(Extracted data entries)
------------------------------------------------

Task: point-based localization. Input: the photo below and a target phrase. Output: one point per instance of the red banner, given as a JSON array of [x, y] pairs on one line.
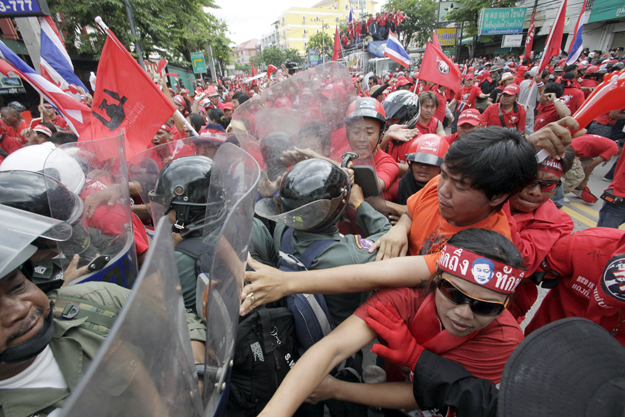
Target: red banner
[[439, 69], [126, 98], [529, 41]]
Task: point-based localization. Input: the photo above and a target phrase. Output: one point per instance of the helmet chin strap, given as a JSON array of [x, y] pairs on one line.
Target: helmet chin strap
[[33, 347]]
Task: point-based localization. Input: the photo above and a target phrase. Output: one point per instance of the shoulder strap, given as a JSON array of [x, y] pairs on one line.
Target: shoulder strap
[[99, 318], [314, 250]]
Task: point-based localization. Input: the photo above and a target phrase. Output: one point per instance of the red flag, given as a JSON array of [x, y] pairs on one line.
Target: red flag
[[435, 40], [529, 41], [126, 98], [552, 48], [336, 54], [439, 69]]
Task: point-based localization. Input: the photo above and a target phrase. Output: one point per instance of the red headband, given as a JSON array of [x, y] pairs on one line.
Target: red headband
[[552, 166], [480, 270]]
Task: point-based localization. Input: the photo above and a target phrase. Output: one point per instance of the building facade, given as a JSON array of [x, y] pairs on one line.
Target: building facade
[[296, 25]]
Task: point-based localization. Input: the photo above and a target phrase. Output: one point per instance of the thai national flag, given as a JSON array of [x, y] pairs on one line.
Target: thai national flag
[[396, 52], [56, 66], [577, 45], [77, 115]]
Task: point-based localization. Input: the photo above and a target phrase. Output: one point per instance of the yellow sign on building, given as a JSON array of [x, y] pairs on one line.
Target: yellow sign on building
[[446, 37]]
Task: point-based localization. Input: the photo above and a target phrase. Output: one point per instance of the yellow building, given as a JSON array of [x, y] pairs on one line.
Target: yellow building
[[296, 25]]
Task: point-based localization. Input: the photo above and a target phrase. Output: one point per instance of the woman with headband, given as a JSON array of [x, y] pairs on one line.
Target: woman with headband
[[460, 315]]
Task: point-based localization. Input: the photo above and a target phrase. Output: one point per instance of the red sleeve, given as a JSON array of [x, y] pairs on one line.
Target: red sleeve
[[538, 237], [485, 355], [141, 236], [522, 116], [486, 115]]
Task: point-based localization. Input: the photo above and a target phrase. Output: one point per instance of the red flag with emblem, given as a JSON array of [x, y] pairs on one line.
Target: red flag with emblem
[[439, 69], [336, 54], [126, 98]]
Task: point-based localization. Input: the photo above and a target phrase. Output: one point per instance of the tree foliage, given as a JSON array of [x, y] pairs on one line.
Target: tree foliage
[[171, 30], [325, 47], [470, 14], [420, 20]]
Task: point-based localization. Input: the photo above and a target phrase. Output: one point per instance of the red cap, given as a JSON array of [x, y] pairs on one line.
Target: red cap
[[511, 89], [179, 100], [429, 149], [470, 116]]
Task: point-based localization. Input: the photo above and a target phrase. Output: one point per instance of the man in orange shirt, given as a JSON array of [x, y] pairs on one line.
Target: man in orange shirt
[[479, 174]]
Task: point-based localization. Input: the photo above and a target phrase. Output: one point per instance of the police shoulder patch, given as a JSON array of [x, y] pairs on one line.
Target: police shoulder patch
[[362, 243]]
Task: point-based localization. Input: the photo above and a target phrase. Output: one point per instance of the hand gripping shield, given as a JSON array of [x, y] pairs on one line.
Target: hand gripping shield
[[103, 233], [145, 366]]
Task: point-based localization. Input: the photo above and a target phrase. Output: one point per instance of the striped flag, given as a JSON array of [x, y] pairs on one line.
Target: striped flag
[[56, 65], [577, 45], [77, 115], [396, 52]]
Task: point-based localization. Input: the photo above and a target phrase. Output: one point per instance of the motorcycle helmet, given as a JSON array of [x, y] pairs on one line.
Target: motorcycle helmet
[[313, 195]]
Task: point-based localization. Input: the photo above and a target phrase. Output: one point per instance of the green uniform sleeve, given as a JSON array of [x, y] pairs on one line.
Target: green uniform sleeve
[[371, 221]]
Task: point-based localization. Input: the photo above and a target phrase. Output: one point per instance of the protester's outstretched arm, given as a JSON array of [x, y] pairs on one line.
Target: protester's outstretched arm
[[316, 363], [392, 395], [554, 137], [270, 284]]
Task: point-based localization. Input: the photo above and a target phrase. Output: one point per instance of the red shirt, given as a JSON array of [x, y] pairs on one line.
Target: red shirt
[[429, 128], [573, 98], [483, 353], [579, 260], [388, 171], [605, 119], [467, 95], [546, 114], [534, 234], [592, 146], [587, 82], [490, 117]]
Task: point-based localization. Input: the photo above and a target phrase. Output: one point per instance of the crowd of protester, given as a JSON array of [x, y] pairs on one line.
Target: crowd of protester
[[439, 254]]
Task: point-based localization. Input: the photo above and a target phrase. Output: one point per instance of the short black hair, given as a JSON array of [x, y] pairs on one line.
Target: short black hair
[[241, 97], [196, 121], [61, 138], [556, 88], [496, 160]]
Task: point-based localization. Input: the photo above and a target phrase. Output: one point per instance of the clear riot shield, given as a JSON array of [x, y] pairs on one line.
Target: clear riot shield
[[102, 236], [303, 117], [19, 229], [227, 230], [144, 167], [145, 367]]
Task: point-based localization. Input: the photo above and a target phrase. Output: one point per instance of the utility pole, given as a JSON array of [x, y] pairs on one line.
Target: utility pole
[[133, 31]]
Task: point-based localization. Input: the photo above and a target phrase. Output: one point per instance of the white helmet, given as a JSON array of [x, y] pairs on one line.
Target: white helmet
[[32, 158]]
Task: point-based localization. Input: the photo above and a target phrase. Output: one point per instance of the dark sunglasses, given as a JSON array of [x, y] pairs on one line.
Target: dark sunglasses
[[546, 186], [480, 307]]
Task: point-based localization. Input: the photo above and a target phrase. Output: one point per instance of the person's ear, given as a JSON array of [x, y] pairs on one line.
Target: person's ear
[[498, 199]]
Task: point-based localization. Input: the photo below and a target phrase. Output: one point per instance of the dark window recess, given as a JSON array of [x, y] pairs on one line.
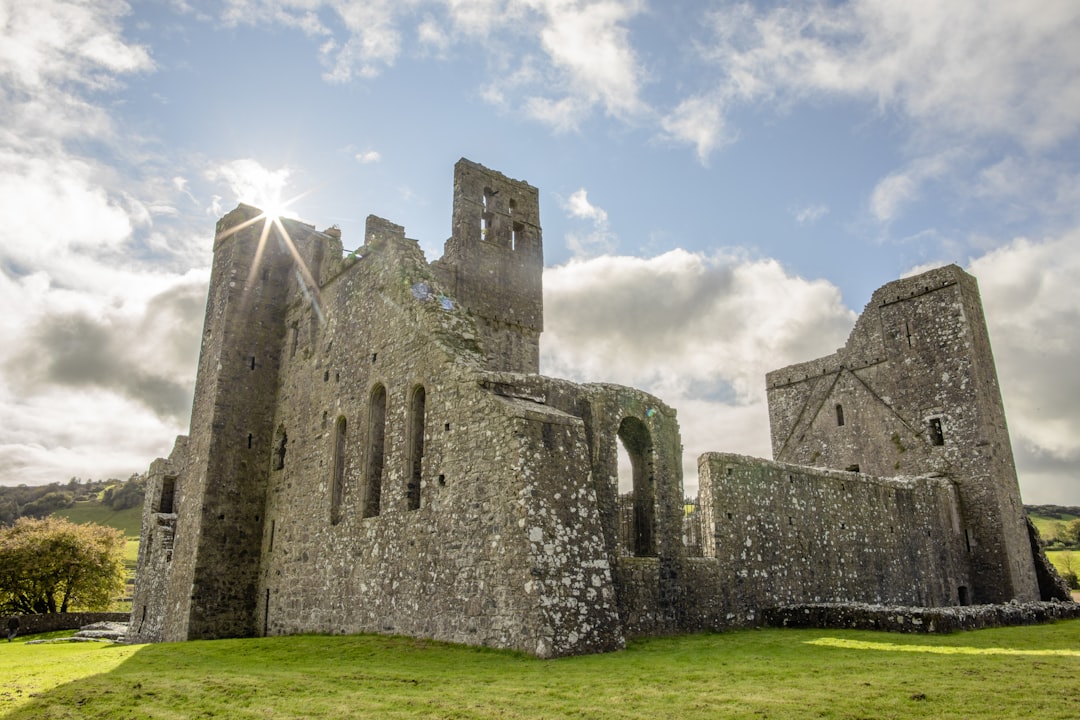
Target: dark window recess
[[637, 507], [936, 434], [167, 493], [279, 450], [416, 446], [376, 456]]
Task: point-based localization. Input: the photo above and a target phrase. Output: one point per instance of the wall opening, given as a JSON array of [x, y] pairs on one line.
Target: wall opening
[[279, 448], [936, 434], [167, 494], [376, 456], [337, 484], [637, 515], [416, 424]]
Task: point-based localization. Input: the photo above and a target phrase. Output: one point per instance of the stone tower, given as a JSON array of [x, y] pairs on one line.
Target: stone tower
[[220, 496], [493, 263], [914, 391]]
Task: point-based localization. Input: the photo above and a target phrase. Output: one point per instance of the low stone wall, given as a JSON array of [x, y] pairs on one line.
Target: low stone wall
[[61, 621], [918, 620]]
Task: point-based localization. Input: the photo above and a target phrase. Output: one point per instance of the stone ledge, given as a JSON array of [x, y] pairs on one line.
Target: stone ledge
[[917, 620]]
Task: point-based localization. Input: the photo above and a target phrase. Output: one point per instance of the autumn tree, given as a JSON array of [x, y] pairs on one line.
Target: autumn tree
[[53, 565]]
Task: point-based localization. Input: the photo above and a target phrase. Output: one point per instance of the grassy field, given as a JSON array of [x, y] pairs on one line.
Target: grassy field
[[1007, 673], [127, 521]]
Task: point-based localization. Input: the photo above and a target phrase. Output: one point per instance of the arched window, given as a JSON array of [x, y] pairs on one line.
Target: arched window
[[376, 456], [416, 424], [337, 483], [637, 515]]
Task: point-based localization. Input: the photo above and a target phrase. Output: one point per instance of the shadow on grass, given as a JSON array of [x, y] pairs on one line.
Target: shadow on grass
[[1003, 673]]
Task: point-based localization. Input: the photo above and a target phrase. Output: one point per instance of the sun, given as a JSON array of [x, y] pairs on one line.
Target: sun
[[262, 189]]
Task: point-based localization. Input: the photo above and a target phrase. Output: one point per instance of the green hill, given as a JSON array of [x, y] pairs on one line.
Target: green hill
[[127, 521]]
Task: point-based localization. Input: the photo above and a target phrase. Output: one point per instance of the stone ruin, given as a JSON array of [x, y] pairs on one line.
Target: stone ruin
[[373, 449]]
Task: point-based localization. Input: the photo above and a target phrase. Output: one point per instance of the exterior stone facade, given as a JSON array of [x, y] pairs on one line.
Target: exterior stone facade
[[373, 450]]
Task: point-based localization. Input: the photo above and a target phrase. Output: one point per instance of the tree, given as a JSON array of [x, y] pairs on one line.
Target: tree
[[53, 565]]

------------------------------------------------

- WHAT IS ASKED: Please duplicate the lines starting at the one that contains "of the clear" and ending at the one that contains "515], [416, 424]]", leaving the pictures out.

- COMPLETE OUTPUT:
Task: point-based localization. Input: the photo above and a target phrase. Output: one point per instance of the clear riot shield, given as a JSON array of [x, y] pairs on one line.
Target: clear riot shield
[[102, 236], [303, 117], [19, 229], [227, 230], [144, 167], [145, 367]]
Task: point-based localization. Input: the photo above and a target phrase. Output: one point per instance of the utility pole, given as a JSON array of [x, y] pairs on one line.
Target: utility pole
[[133, 31]]
Task: point-based localization. Input: the photo above and a target phrase. Output: one point per instance of the white helmet, given as a JSON array of [x, y] pairs on one line.
Target: white helmet
[[32, 158]]
Task: point-based localization. Input: the photo above and a target phrase. Output: one point per instance of the dark sunglasses, given as a JSON array of [x, y] pairs on one line.
Target: dark sunglasses
[[546, 186], [480, 307]]
Task: point-based localization. Input: the photo above and a target phrase. Output: one point per instance of the person's ear, given as a JSON array of [x, y] pairs on one line.
Target: person's ear
[[498, 199]]
Task: point-based localization. Input: the photo below and a target phrase. Output: one point per instance of the dark window recess, given as a JSON array of [x, y] pairs on one line.
Target: dark window recess
[[637, 507], [936, 434], [167, 493], [279, 450], [416, 446], [376, 456]]
Task: point-based localization. Input: the photo above and a target phrase. Output: one point per instance of the wall opening, given as a JSON array of [x, y] pairs on one line.
Target: wall opening
[[279, 448], [936, 434], [167, 494], [376, 456], [337, 484], [637, 515], [416, 424]]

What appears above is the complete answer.